* **READING TEXT**
Editorial: Politics over Science

Redaksi Omong-Omong

3 min read

If there is one truth Oppenheimer, a biopic by Christopher Nolan, can tell us, it is that science can really change the world, profoundly impacting people on the planet in so many ways. But this film shows something truer than this. It is that no matter how important the science is, it is politics which decides, and no matter how brilliant of a scientist you are, you are just a pawn within a political game.

By the end of the day, it’s the political leader – in this case, then US President Harry Truman, not Oppenheimer – who has the last word if the US would drop the bomb on Hiroshima and Nagasaki, and changed the world forever.

When out of guilt Oppenheimer, played brilliantly by Cillian Murphy, told Truman (played by Gary Oldman) during their ultimate meeting in the Oval Room that “he has blood on his hands”, the latter looked at him, and cynically handed him his handkerchief, saying,”Well, here, would you like to wipe your hands?”, and then scolded Oppenheimer, telling the scientist that the atomic bomb was never about him, and it’s the president who made the decision to drop the bomb, not him.

And when Oppenheimer walked out the room, the president was heard saying, “Blood on his hands, dammit, he hasn’t half as much blood in his hands a I have,” and told his Secretary of State Dean Acheson that he did not want to see “that son of a bitch in this office ever again,” and later referring to Oppenheimer as a “cry-baby scientist.”

Oppenheimer is just a hired man. It’s his big boss who decides the fate of human beings – not only the Japanese who died in Hiroshima and Nagasaki but also people across the world. After all, it was a political decision by Truman predecessor Franklin Delano Roosevelt that started the Manhattan Project, which Oppenheimer and Los Alamos complex were part of.

That’s the whole problems with the movie. It is made based on Nolan’s conviction that Oppenheimer is the most important person who ever lived. But if you watch the whole movie, it does not show convincing scenes to prove this. In fact, you will struggle to understand what actually the man is doing. He is more like a manager of an assembly site than a scientist, with limited authorities under the much more powerful Maj. Gen. Leslie Groves (playfully portrayed by Matt Damon), who oversees the whole Manhattan Project.

The movie can neither portray the greatness of Oppenheimer nor his role in creating the atomic bomb because in reality there is nothing to show. The science is thin. When he meets with 1922 Physics Nobel laureate Niels Bohr, who contributes tremendously to the possibility of making atomic bomb, it could have been presented in an exciting and simple dialogue on the science of the project. Or, as he interacts closely with Ernest Lawrence, another Noble laureate in Physics who invented the cyclotron, there should have been some conversations on what they are doing.

But by the end of the day, this is after all a political movie.

What we get, instead, is somebody says of him as “the man of hour” or “the man people talk about”, or the cover of Time Magazine stating he is “The Father of Atomic Bomb”. Repeating verse from the Bhagavat Gita “Now I am become death, destroyer of the world” does not make one a great man either.

* **EXTRACTED INFORMATION**

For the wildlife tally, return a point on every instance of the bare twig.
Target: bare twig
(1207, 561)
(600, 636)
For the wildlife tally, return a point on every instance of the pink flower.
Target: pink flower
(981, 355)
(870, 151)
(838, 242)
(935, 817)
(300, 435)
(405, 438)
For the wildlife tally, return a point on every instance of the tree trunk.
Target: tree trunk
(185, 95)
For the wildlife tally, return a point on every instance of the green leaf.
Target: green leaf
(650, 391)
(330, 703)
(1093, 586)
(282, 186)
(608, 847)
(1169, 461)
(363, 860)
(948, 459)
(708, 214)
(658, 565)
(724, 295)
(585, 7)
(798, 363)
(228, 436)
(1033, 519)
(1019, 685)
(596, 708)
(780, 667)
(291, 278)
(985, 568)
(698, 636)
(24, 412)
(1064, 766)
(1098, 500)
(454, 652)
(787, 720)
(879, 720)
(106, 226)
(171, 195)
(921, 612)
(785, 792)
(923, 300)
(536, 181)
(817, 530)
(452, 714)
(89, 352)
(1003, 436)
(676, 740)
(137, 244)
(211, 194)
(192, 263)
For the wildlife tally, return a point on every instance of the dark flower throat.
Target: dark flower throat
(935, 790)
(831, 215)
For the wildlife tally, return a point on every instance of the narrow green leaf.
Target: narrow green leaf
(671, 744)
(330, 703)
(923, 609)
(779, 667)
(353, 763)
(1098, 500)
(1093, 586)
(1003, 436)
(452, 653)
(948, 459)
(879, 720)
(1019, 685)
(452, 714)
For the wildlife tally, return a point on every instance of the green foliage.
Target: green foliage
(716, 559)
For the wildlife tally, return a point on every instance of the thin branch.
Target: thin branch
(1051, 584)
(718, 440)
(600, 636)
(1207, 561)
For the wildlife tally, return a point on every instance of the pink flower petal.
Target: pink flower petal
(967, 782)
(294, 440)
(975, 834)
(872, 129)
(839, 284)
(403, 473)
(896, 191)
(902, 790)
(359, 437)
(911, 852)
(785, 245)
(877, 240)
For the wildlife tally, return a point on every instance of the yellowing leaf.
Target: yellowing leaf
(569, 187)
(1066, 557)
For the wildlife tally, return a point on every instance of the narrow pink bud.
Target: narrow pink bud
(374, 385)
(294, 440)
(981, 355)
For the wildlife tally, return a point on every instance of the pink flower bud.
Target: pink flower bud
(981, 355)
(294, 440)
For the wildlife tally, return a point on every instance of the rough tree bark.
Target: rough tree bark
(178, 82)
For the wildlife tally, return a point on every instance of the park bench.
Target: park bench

* **TASK STATEMENT**
Please print the passage of the editorial above that begins at the words "Redaksi Omong-Omong" and stops after "a political game.".

* **WRITTEN ANSWER**
Redaksi Omong-Omong

3 min read

If there is one truth Oppenheimer, a biopic by Christopher Nolan, can tell us, it is that science can really change the world, profoundly impacting people on the planet in so many ways. But this film shows something truer than this. It is that no matter how important the science is, it is politics which decides, and no matter how brilliant of a scientist you are, you are just a pawn within a political game.